• [Required task A]: Reproduce word for word the portion of the text on tracing a shape's bounding box that starts with "What I'd Like" and goes on through "#hatchet 's suggestion).".

While extracting an "area", it uses three times the memory of the bitmap array.
Duplicates exist in the "tiles to check" stack - which seems ugly, but not worth avoiding the way I have things now.
What I'd Like To See
Better memory profile
Faster handling of large areas
Solution / Follow-Up
I re-wrote the solution to explore the edges only (per #hatchet 's suggestion).
This was very simple to implement - and eliminated the need to keep track of "visited tiles" completely.
Based on three simple rules, I can traverse the edges, track min/max x & y values, and complete when I've arrived at the start again.
Here's the demo with the three rules I used:
One approach would be a perimeter walk.
Given a starting point anywhere along the edge of the shape, remember that point.
Start the bounding box as just that point.
Walk the perimeter using a clockwise rule set - if the point used to get to the current point was above, then first look right, then down, then left to find the next point on the shape perimeter. This is kind of like the simple strategy of solving a maze where you continuously follow a wall and always bear to the right.
Each time you visit a new perimeter point, expand the bounding box if the new point is outside it (i.e. keep track of the min and max x and y.
Continue until the starting point is reached.
Cons: if the shape has lots of single pixel 'filaments', you'll be revisiting them as the walk comes back.
Pros: if the shape has large expanses of internal occupied space, you never have to visit them or record them like you would if you were recording visited pixels in a flood fill.
So, conserves space, but in some cases at the expense of time.
Edit
As is so often the case, this problem is known, named, and has multiple algorithmic solutions. The problem you described is called Minimum Bounding Rectangle. One way to solve this is using Contour Tracing. The method I described above is in that class, and is called Moore-Neighbor Tracing or Radial Sweep. The links I've included for them discuss them in detail and point out a problem I hadn't caught. Sometimes you'll revisit the start point before you have traversed the entire perimeter. If your start point is for instance somewhere along a single pixel 'filament', you will revisit it before you're done, and unless you consider this possibility, you'll stop prematurely. The website I linked to talks about ways to address this stopping problem. Other pages at that website also talk about two other algorithms: Square Tracing, and Theo Pavlidis's Algorithm. One thing to note is that these consider diagonals as contiguous, whereas you don't, but that should just something that can be handled with minor modifications to the basic algorithms.

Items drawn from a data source
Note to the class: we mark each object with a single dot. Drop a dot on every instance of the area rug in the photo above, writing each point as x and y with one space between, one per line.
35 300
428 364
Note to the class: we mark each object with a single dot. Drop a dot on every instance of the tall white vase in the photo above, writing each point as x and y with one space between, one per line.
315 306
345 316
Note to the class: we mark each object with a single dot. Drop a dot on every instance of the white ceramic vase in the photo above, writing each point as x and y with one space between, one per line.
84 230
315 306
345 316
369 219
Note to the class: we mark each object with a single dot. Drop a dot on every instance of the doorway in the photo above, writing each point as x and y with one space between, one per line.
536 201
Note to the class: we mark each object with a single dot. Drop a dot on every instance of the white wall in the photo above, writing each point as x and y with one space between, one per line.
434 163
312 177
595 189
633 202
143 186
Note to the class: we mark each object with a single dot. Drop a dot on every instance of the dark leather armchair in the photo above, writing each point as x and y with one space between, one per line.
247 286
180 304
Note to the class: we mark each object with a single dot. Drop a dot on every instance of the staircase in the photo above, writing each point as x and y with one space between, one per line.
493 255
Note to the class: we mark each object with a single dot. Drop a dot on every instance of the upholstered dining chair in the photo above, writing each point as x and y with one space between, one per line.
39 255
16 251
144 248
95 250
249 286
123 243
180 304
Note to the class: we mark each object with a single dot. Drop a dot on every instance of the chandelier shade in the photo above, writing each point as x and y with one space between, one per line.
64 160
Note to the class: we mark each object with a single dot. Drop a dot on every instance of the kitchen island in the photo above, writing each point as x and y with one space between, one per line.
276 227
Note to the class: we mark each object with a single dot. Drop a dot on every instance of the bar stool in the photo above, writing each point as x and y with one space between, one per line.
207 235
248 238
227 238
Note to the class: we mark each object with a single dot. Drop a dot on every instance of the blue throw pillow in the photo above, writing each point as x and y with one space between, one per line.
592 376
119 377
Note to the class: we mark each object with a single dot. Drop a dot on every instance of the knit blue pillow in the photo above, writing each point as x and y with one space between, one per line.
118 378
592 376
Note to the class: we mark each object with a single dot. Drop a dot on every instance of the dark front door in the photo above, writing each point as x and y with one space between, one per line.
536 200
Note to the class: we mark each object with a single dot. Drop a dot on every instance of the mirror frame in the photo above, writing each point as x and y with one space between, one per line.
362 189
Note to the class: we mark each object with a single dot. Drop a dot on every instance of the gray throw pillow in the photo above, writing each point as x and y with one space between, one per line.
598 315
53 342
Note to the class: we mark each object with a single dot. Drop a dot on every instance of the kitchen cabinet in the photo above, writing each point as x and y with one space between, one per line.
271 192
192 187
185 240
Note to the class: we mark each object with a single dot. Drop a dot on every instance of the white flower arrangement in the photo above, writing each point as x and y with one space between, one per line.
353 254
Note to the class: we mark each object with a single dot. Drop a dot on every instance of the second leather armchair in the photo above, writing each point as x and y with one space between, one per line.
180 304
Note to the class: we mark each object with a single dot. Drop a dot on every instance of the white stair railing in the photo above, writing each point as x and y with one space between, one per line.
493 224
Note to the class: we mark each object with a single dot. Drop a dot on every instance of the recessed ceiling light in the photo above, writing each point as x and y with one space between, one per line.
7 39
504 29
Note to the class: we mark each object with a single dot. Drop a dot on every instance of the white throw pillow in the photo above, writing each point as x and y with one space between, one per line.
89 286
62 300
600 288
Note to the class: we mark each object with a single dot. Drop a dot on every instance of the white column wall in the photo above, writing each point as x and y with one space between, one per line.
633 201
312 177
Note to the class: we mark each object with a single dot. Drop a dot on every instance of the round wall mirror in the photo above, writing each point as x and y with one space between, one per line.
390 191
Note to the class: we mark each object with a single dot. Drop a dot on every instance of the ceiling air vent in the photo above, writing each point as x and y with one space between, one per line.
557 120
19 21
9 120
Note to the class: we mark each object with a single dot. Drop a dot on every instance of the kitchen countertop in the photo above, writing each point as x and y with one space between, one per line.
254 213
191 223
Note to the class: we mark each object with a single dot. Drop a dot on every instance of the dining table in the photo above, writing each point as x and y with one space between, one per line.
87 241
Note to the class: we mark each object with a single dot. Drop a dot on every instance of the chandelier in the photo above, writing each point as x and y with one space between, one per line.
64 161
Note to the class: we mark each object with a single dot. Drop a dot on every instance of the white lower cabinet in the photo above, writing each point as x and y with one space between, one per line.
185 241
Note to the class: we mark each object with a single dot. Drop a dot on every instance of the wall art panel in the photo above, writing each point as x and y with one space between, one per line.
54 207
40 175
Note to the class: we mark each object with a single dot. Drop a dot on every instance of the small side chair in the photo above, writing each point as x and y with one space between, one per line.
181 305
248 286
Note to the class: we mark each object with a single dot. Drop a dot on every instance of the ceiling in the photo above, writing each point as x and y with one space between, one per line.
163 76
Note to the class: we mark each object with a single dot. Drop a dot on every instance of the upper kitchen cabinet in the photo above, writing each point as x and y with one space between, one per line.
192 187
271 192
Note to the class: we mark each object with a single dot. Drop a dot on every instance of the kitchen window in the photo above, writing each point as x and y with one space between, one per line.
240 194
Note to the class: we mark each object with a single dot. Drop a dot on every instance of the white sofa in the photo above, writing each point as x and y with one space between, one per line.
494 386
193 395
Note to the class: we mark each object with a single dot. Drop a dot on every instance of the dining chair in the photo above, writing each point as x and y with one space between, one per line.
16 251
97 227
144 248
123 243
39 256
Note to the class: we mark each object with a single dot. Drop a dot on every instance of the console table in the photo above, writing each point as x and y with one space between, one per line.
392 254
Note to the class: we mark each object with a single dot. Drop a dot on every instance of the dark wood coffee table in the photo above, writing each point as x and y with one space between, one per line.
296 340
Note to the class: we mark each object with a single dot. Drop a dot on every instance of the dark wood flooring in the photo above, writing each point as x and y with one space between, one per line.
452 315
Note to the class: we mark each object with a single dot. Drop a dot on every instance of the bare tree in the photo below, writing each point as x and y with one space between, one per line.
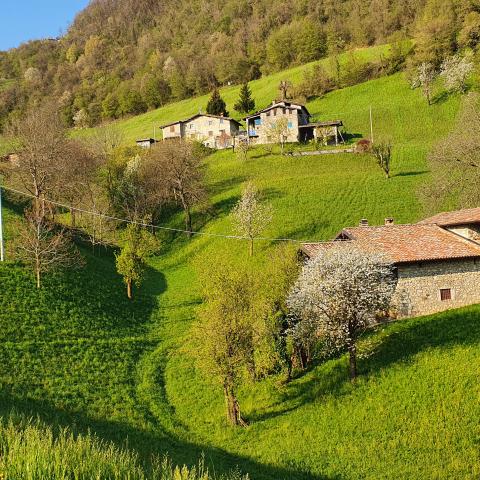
42 141
424 78
180 164
250 216
383 154
242 148
455 162
339 294
455 71
43 246
137 246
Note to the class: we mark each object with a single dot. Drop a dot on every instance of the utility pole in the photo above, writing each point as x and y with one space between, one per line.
371 125
2 248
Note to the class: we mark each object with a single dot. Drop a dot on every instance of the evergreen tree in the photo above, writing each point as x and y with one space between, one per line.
245 102
216 105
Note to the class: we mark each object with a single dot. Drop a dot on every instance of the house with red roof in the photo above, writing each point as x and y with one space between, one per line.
437 260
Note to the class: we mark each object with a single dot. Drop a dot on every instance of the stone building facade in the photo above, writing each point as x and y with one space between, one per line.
212 130
431 287
261 126
437 261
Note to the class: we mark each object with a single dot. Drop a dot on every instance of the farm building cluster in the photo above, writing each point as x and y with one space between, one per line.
221 132
437 260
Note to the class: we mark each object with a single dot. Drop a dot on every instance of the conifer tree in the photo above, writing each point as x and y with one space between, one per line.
245 102
216 105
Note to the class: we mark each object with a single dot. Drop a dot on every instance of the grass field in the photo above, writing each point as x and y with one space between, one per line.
264 91
78 353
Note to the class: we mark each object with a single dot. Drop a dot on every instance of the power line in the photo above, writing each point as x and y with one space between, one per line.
158 227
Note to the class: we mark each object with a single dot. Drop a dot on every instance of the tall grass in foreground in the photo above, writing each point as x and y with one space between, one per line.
30 450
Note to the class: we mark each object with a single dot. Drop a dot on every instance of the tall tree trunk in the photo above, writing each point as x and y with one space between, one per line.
352 350
188 221
37 273
129 289
233 409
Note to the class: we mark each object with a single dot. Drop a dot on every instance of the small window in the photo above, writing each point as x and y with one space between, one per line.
445 294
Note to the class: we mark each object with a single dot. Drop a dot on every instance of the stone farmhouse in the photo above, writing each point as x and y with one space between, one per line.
212 130
437 261
297 119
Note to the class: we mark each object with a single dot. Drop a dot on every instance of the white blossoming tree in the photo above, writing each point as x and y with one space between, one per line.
424 78
455 71
338 295
250 216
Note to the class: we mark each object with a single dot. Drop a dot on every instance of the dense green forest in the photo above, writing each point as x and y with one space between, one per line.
125 57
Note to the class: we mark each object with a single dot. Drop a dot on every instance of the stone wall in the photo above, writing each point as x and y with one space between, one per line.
419 285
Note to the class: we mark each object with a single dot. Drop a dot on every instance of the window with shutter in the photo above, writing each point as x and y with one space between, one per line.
445 294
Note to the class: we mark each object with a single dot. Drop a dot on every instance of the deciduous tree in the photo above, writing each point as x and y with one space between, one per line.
339 294
455 71
43 246
180 163
455 162
216 105
250 216
424 77
225 334
245 102
137 246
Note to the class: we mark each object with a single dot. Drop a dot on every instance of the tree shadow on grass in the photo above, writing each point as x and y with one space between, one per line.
147 443
401 342
410 174
406 338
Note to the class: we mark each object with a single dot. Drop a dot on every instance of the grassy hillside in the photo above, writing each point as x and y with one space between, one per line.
78 353
264 91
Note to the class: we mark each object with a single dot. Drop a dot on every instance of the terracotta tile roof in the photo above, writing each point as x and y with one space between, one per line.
459 217
404 243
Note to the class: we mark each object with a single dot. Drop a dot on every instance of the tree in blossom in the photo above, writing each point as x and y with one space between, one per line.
455 71
250 216
424 78
338 295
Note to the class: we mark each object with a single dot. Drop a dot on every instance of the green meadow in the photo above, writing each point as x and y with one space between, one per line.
77 353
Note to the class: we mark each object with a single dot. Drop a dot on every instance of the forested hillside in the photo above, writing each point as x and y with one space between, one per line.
126 57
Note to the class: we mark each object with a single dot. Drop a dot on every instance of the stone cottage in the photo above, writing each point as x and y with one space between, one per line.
260 126
212 130
437 261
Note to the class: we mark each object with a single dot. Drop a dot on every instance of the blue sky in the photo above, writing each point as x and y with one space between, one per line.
22 20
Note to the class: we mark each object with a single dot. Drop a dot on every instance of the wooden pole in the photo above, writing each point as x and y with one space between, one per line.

• [Required task B]: Count the lines of the records that contain the string "tree", with case counting, and give only the number.

• [Correct result A]:
What I'd Like To See
Better memory profile
Faster handling of large areas
Solution / Follow-Up
I re-wrote the solution to explore the edges only (per #hatchet 's suggestion).

• [Correct result B]: 8